## Records shown
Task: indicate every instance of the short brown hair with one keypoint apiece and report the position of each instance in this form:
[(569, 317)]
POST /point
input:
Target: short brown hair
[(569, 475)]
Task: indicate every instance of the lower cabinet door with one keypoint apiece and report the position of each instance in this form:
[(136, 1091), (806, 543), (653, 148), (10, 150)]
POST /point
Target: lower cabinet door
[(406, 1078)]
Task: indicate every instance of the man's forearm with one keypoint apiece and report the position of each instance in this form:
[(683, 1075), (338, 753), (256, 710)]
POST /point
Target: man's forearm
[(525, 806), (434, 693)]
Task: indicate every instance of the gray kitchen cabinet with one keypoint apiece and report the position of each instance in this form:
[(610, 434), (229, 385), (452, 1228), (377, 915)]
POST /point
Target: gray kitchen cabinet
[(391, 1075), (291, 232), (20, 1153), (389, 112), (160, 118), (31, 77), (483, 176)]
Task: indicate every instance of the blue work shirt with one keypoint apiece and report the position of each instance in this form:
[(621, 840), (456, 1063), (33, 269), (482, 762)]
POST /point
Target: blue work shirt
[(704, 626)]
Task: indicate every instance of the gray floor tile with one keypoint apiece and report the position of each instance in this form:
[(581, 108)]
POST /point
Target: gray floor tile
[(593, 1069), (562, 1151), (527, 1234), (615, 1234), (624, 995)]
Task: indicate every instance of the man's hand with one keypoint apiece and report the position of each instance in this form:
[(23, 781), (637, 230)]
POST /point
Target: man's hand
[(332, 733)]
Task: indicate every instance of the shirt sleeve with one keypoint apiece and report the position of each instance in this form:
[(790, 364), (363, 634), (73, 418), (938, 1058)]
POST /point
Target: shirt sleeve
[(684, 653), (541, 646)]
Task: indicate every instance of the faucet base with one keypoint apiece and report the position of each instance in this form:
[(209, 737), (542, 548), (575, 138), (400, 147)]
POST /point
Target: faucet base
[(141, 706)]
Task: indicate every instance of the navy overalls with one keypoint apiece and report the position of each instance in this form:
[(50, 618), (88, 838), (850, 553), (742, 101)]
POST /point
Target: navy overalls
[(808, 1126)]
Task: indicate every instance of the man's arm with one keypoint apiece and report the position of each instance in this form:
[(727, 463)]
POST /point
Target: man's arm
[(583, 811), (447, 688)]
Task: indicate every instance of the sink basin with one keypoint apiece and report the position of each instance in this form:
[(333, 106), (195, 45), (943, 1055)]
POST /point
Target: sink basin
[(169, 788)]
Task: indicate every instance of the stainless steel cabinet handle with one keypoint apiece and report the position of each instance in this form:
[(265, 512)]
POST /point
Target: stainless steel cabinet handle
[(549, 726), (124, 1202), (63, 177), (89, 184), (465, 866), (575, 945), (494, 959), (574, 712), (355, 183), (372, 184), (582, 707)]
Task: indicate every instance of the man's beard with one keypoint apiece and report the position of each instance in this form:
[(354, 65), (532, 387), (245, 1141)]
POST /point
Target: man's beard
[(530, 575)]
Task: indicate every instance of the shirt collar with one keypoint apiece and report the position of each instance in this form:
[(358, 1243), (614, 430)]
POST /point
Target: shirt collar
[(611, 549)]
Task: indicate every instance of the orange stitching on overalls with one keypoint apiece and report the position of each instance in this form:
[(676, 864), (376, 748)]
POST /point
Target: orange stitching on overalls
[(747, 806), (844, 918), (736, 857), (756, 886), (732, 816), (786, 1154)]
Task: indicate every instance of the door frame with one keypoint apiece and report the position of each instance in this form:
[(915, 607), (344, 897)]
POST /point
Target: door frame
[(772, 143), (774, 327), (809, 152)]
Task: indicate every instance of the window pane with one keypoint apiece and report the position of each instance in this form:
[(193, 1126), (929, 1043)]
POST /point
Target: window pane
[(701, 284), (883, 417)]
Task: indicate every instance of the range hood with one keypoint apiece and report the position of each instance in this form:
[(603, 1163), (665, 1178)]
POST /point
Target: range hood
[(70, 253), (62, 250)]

## The exercise
Print every one of the records above again, line for line, without changing anything.

## Task response
Task: indicate every instance of the short brown hair with one keypoint apiece and report the position of each instance in this form:
[(569, 317)]
POST /point
input:
Target: short brown hair
[(569, 475)]
Task: indicate every instance of the lower cabinet door with one keypoint apiece and report the position of each instance in this form:
[(136, 1091), (806, 543), (653, 148), (10, 150)]
POST /point
Target: lower cabinet door
[(406, 1078)]
Task: indicate every instance of the man's forearm with one keypoint apiece and report the position of each instance in this form:
[(683, 1075), (338, 753), (256, 710)]
POST /point
Target: man's forearm
[(525, 806), (434, 693)]
Task: indicate every instance of the gray kitchen cabinet with one keypoint apiece and report the position of each instance in this form:
[(610, 434), (229, 385), (452, 1228), (377, 915)]
POST /point
Target: gray kitchen cabinet
[(391, 1075), (291, 232), (20, 1153), (389, 112), (160, 118), (31, 77), (483, 176)]
Task: indicate every instance of the blue work shirt with one keypoint apiece and report the position of each instance in this form:
[(621, 840), (456, 1063), (33, 269), (482, 762)]
POST /point
Target: blue work shirt
[(704, 626)]
Task: indicate every instance of the gray floor tile with one keypoint apiece and report the position of each instance in this form:
[(581, 108)]
POST /point
Target: gray floor tile
[(593, 1069), (562, 1151), (527, 1234), (615, 1234), (624, 995)]
Task: indicate every instance of the man's hand with one keypoint apiece and report the position of each instance in this form:
[(23, 781), (637, 230)]
POST /point
Target: man's hand
[(332, 733)]
Task: indicate every instance of the shirt sleeve with one keypoint apiece and report the position of each instance in this form:
[(790, 364), (363, 634), (73, 418), (938, 1058)]
POST /point
Target: shirt sleeve
[(684, 653), (541, 646)]
Task: indicate every instance of the faucet base with one keypoint apiece and report the position of each instance in this form:
[(209, 737), (542, 548), (575, 138), (400, 147)]
POST /point
Target: faucet base
[(141, 706)]
Task: indicate every instance of the navy overalls with one keypoint apiece and report the position of each instance in this form:
[(50, 618), (88, 838), (850, 553), (742, 101)]
POST /point
Target: navy overalls
[(808, 1126)]
Task: indicate every instance of the man's arm with one keypoint apiece and report the position of each instance in this form:
[(727, 463)]
POST /point
Target: man's arm
[(583, 811), (447, 688)]
Task: indicate every instance of the sink basin with one keypoint apiece and report the position of each instance in this form:
[(333, 106), (195, 45), (943, 1055)]
POST /point
Target: sink basin
[(169, 788)]
Task: indicate every instance of the stainless steel cabinet handle with one keypoint apiece and report the position of each instance in this form:
[(265, 512)]
POST /point
Target: stainless steel cabinet handle
[(549, 726), (124, 1202), (63, 177), (89, 184), (465, 866), (575, 945), (494, 959), (574, 712), (355, 183), (372, 184), (582, 707)]
Task: indicate every instance of the man's beard with one keypoint apiece and report the position of each instance in this form:
[(354, 65), (532, 387), (245, 1141)]
POST /point
Target: man's beard
[(530, 575)]
Task: indicate every instance of the shirt collar with one keypoint apiece and report the position of each instance in this form:
[(358, 1243), (614, 430)]
POST /point
Target: shirt collar
[(611, 549)]
Task: indicate every instance of the orange stitching on overalls with one keypoint apiece and report the position of each instance in this form:
[(676, 864), (376, 748)]
POST /point
Target: orange stitching on overalls
[(747, 806), (844, 918), (736, 857), (756, 886), (732, 816), (786, 1154)]
Task: indicate every instance of the door frame with one keypoint apiece and report the position of each instance in this form:
[(915, 607), (344, 897)]
POST /point
Target: door frame
[(772, 143), (774, 327), (809, 152)]
Task: indicate every instance of the window pane with one keypoint apiece and report the position of each instance in this form:
[(193, 1126), (929, 1043)]
POST /point
Target: window pane
[(701, 284), (883, 417)]
Task: indicate every instance of the range hood with one keypoint apiece and report the position of each instance in this form:
[(603, 1163), (665, 1178)]
POST /point
Target: range hood
[(70, 253), (62, 250)]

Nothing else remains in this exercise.